Start of Source excerpt

Since the intervals are narrower and thereby more powerful, they are
recommended for use in attribute MSA studies due to the small sample
sizes typically used. See Appendix
Percent Confidence Intervals (Exact Versus Wilson Score)
for references.
Fleiss’ Kappa statistic is
a measure of agreement that is analogous to a “correlation
coefficient” for discrete data. Kappa ranges from -1 to +1: A Kappa
value of +1 indicates perfect agreement. If Kappa = 0, then
agreement is the same as would be expected by chance. If Kappa = -1,
then there is perfect disagreement. “Rule-of-thumb”
interpretation guidelines: >= 0.9 very good agreement (green); 0.7
to < 0.9 marginally acceptable, improvement should be considered
(yellow); < 0.7 unacceptable (red). See Appendix Kappa for
further details on the Kappa calculations and “rule-of-thumb”
interpretation guidelines.
Fleiss’ Kappa P-Value: H0:
Kappa = 0. If P-Value < alpha (.05 for specified 95% confidence
level), reject H0 and conclude that agreement is not the same as
would be expected by chance. Significant P-Values are highlighted in
red.
Fleiss' Kappa LC (Lower
Confidence) and Fleiss' Kappa UC (Upper Confidence)
limits use a kappa normal approximation. Interpretation Guidelines:
Kappa lower confidence limit >= 0.9: very good agreement. Kappa
upper confidence limit < 0.7: the attribute agreement is
unacceptable. Wide confidence intervals indicate that the sample
size is inadequate.
In this example, we have marginal
Within Appraiser Agreement for each of the appraisers.
Each Appraiser vs. Standard
Agreement is an assessment of each appraiser’s ratings
across trials compared to a known reference standard. This is
analogous to Gage R&R Accuracy.
Percent/CI: Each Appraiser vs.
Standard Agreement Graph:
Each Appraiser vs. Standard
Agreement Table:
Tip: The Percent/CI
Each Appraiser vs. Standard Agreement Graph can be used to
compare agreement to standard across the appraisers, but should not
be used as an absolute measure of agreement. Each Appraiser
vs. Standard Agreement will decrease as the number of
trials increase because a match occurs only if an appraiser agrees
with the standard consistently across all trials. Use
Fleiss’ Kappa in the Each Appraiser vs. Standard
Agreement Table to determine the adequacy of Each Appraiser
versus Standard agreement.
# Inspected: Number of parts or samples.
# Matched: A match occurs only if an appraiser agrees with the
standard consistently across all trials.
Percent Agreement = (# Matched / # Inspected) * 100
Kappa is interpreted as above: >= 0.9 very good agreement
(green); 0.7 to < 0.9 marginally acceptable, improvement should be
considered (yellow); < 0.7 unacceptable (red).

End of Source excerpt

To be done:
#1 In the attribute agreement excerpt, what does a Kappa value of 0 mean?
#2 Print the attribute agreement excerpt from "Fleiss' Kappa LC" to "Gage R&R Accuracy.".
None of these rows are needed.

Start of Given entries

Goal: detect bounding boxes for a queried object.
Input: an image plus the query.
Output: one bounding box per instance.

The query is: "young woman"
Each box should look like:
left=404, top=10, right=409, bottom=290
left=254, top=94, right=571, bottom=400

End of Given entries

Results of the tasks:
#1 Agreement is the same as would be expected by chance.

#2
Fleiss' Kappa LC (Lower
Confidence) and Fleiss' Kappa UC (Upper Confidence)
limits use a kappa normal approximation. Interpretation Guidelines:
Kappa lower confidence limit >= 0.9: very good agreement. Kappa
upper confidence limit < 0.7: the attribute agreement is
unacceptable. Wide confidence intervals indicate that the sample
size is inadequate.
In this example, we have marginal
Within Appraiser Agreement for each of the appraisers.
Each Appraiser vs. Standard
Agreement is an assessment of each appraiser’s ratings
across trials compared to a known reference standard. This is
analogous to Gage R&R Accuracy.